* [Exercise task 1]: Repeat the lines of the listing from the line with "If you could point to the grey" to the end of the listing, requests included, shifting every x and y coordinate in the answers up by 44.

* [Given passage]:
Employees treated as employed by a single qualified taxpayer pursuant to Revenue and Taxation Code section 23626 are treated
as employees of that single taxpayer. LEARNERS. Employees during their first 160 hours of employment in occupations in which
they have no previous similar or related experience, may be paid not less than 85 percent of the minimum wage rounded to the
nearest nickel.
(B) Every employer shall pay to each employee, on the established payday for the period involved, not less than the
applicable minimum wage for all hours worked in the payroll period, whether the remuneration is measured by time, piece,
commission, or otherwise.
(C) When an employee works a split shift, one (1) hour’s pay at the minimum wage shall be paid in addition to the minimum
wage for that workday, except when the employee resides at the place of employment.
(D) The provisions of this section shall not apply to apprentices regularly indentured under the State Division of Apprenticeship
Standards.
5. REPORTING TIME PAY
(A) Each workday an employee is required to report for work and does report, but is not put to work or is furnished less than
half said employee’s usual or scheduled day’s work, the employee shall be paid for half the usual or scheduled day’s work, but
in no event for less than two (2) hours nor more than four (4) hours, at the employee’s regular rate of pay, which shall not be less
than the minimum wage.
(B) If an employee is required to report for work a second time in any one workday and is furnished less than two (2) hours of
work on the second reporting, said employee shall be paid for two (2) hours at the employee’s regular rate of pay, which shall not
be less than the minimum wage.
(C) The foregoing reporting time pay provisions are not applicable when:
(1) Operations cannot commence or continue due to threats to employees or property; or when recommended by civil
authorities; or
(2) Public utilities fail to supply electricity, water, or gas, or there is a failure in the public utilities, or sewer system; or
(3) The interruption of work is caused by an Act of God or other cause not within the employer’s control.

* [Exercise task 2]: Output the wage rules passage word for word from "(D) The provisions" to "less than the minimum wage.".

* [Stored records]:
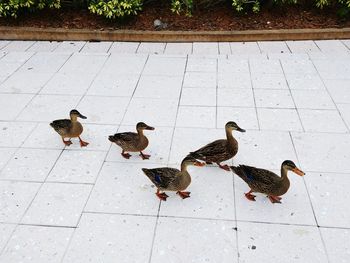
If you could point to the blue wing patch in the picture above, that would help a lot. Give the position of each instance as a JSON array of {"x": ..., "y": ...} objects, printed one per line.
[{"x": 157, "y": 178}]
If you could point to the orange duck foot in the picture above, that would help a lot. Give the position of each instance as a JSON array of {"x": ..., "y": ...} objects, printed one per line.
[
  {"x": 183, "y": 195},
  {"x": 162, "y": 196},
  {"x": 274, "y": 199},
  {"x": 249, "y": 196},
  {"x": 144, "y": 156}
]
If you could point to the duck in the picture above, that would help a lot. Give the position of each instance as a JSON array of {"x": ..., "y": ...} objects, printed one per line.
[
  {"x": 171, "y": 179},
  {"x": 220, "y": 150},
  {"x": 132, "y": 142},
  {"x": 70, "y": 128},
  {"x": 266, "y": 182}
]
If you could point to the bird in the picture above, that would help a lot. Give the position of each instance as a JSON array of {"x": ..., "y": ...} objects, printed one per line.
[
  {"x": 171, "y": 179},
  {"x": 220, "y": 150},
  {"x": 267, "y": 182},
  {"x": 132, "y": 142},
  {"x": 70, "y": 128}
]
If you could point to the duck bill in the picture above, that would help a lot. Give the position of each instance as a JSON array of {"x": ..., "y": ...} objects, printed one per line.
[
  {"x": 199, "y": 164},
  {"x": 82, "y": 116},
  {"x": 298, "y": 171}
]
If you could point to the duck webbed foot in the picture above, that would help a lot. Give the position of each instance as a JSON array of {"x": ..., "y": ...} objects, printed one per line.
[
  {"x": 126, "y": 155},
  {"x": 144, "y": 156},
  {"x": 162, "y": 196},
  {"x": 67, "y": 143},
  {"x": 225, "y": 167},
  {"x": 249, "y": 196},
  {"x": 82, "y": 143},
  {"x": 183, "y": 195},
  {"x": 274, "y": 199}
]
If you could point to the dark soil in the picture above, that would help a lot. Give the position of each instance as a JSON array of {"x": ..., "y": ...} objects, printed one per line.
[{"x": 220, "y": 17}]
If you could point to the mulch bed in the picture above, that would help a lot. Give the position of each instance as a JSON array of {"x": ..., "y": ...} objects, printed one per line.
[{"x": 221, "y": 17}]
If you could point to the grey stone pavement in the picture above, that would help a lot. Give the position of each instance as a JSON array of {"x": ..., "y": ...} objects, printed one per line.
[{"x": 68, "y": 204}]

* [Final result 1]:
If you could point to the grey stone pavement in the picture above, that would help a lot. Give the position of each instance as a JSON array of {"x": ..., "y": ...} objects, printed one per line.
[{"x": 112, "y": 248}]

* [Final result 2]:
(D) The provisions of this section shall not apply to apprentices regularly indentured under the State Division of Apprenticeship
Standards.
5. REPORTING TIME PAY
(A) Each workday an employee is required to report for work and does report, but is not put to work or is furnished less than
half said employee’s usual or scheduled day’s work, the employee shall be paid for half the usual or scheduled day’s work, but
in no event for less than two (2) hours nor more than four (4) hours, at the employee’s regular rate of pay, which shall not be less
than the minimum wage.
(B) If an employee is required to report for work a second time in any one workday and is furnished less than two (2) hours of
work on the second reporting, said employee shall be paid for two (2) hours at the employee’s regular rate of pay, which shall not
be less than the minimum wage.